ANGEZEIGTER TEXT
· · ·

In der Debatte um eine allgemeine Impfpflicht zeichnet sich laut Medienberichten ein Abrücken der Ampel-Koalition von einer Verpflichtung für alle Erwachsenen zur Impfung gegen das Coronavirus ab. Deren bisherige Verfechter setzten nun auf eine Impfpflicht nur für die über 50-Jährigen, hieß es am Donnerstag im "Spiegel". Auch die "Bild"-Zeitung berichtete von einem Aus für die Impfpflicht ab 18.
Hintergrund ist den Berichten zufolge, dass keine Einigung mit der Union über eine gemeinsame Lösung in Sicht sei. Besonders die SPD bemüht sich hier seit Tagen um eine Verständigung. Aus SPD-Fraktionskreisen hieß es dazu allerdings am Donnerstag, es gebe keinen neuen Stand. "Die Gespräche laufen weiter und das gar nicht mal schlecht", verlautete in Berlin.
Aus den Reihen der Ampel-Parteien gibt es bislang den auch von Bundeskanzler Olaf Scholz (SPD) und Gesundheitsminister Karl Lauterbach (SPD) sowie großen Teilen der Grünen-Fraktion befürworteten Vorschlag einer Impfpflicht ab 18, für den es aber offensichtlich bislang keine mehrheitliche Unterstützung im Bundestag gibt. Daneben plädiert eine Gruppe von Koalitionsabgeordneten für eine Impfpflicht ab 50 Jahren; vorgeschaltet wäre hier zunächst eine Beratungspflicht.

· · ·

[Daten zur Punktlokalisierung]
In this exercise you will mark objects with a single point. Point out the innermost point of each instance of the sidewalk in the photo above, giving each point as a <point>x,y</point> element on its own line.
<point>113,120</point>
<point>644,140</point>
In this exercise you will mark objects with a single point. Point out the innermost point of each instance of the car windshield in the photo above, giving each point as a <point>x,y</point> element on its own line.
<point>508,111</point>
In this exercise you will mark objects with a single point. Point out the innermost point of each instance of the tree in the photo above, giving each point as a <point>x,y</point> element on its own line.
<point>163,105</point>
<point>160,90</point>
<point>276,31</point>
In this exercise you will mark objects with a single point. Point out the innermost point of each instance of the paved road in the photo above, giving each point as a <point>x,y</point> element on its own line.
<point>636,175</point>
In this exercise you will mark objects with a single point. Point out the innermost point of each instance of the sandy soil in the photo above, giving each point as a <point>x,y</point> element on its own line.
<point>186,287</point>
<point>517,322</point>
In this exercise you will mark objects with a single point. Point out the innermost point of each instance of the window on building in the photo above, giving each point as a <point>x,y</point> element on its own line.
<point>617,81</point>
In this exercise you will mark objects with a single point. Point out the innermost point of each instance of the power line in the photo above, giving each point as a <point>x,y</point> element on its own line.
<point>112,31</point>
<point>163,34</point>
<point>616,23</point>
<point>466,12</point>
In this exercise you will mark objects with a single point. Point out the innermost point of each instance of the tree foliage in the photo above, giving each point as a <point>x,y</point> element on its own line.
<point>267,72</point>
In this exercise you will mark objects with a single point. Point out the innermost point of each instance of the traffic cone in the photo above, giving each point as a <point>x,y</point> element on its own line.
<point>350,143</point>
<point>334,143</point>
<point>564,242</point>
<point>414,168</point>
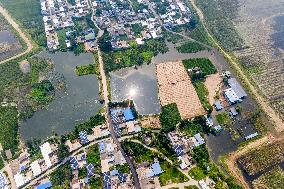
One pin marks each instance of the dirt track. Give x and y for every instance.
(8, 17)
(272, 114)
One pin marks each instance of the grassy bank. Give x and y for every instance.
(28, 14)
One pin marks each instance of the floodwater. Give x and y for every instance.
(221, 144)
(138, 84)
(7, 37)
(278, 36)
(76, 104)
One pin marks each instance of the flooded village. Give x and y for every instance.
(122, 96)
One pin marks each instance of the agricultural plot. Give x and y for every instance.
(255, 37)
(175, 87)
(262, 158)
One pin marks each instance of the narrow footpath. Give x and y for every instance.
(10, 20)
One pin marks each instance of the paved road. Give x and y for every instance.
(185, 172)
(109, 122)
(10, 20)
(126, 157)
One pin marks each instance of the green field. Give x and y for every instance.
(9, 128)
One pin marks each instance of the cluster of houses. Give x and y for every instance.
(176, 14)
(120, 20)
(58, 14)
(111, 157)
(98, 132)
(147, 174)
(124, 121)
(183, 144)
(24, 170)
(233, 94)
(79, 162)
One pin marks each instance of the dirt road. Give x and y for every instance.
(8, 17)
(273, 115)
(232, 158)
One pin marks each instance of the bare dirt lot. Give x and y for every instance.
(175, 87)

· · ·

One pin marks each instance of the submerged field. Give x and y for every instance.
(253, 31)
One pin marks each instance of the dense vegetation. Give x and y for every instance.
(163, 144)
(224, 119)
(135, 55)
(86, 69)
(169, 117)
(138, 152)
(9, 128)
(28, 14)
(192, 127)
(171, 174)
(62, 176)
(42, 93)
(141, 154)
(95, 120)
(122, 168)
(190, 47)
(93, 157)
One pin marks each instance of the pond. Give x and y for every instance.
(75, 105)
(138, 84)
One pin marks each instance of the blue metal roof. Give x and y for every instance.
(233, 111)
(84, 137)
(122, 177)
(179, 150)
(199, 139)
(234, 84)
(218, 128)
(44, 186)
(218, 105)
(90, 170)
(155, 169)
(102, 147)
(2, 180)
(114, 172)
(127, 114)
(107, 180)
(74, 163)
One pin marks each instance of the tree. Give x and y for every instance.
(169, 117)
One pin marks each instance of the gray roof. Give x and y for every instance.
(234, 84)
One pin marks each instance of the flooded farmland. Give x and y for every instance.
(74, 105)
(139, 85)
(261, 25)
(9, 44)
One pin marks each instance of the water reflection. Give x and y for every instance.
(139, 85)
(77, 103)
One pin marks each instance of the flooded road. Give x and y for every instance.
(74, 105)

· · ·

AUFGABE 1
Gib aus dem Text zur Impfpflicht den Abschnitt von „Aus den Reihen“ bis „zunächst eine Beratungspflicht.“ erneut wieder und tausche darin „Bundestag“ gegen „Parlament“ aus.
AUFGABE 2
Für welche Altersgruppe wollen die bisherigen Verfechter einer allgemeinen Impfpflicht laut dem Text zur Impfpflicht nun eine Impfpflicht?
AUFGABE 3
Setze den Text zur Impfpflicht im Anschluss an seinen letzten Satz fort.

ERWARTETE ANTWORT 1
Aus den Reihen der Ampel-Parteien gibt es bislang den auch von Bundeskanzler Olaf Scholz (SPD) und Gesundheitsminister Karl Lauterbach (SPD) sowie großen Teilen der Grünen-Fraktion befürworteten Vorschlag einer Impfpflicht ab 18, für den es aber offensichtlich bislang keine mehrheitliche Unterstützung im Parlament gibt. Daneben plädiert eine Gruppe von Koalitionsabgeordneten für eine Impfpflicht ab 50 Jahren; vorgeschaltet wäre hier zunächst eine Beratungspflicht.

ERWARTETE ANTWORT 2
Für die über 50-Jährigen.

ERWARTETE ANTWORT 3
Die Union hat sich dem von der Koalition gewünschten Verfahren mit fraktionsübergreifenden Gruppenanträgen nicht angeschlossen. Ihr Modell sieht einen Vorratsbeschluss für eine mögliche spätere Impfpflicht sowie den Aufbau eines Impfregisters vor. Teile der FDP und der Linksfraktion wollen keine Impfpflicht, grundsätzlich dagegen ist auch die AfD.
Der Bundestag soll nach den bisherigen Plänen am kommenden Donnerstag über die Gesetzentwürfe abstimmen. Für einen Beschluss ist die einfache Mehrheit der Abgeordneten erforderlich.
Kritisch zur neuesten Entwicklung äußerte sich der Vorstand der Stiftung Patientenschutz, Eugen Brysch. "Gesetze werden nicht auf Vorrat gemacht", erklärte er in Berlin. "Eine Impfpflicht ist Unsinn, die in einer Beratungspflicht bis zum 15. September mündet." Es solle die weitere Entwicklung der Pandemie abgewartet werden, um dann zu entscheiden, ob die Impfpflicht "ganz abgeblasen" werde.
Nach zwei Wochen läuft am Samstag auch die Übergangsfrist für die breit angelegten Corona-Schutzmaßnahmen im Infektionsschutzgesetz aus. Damit werden künftig die meisten der bisherigen Corona-Eindämmungsmaßnahmen entfallen. Grundsätzlich gilt: Das Gesetz legt nur fest, was die Bundesländer machen dürfen. Konkret umgesetzt werden die Maßnahmen über Verordnungen der Länder.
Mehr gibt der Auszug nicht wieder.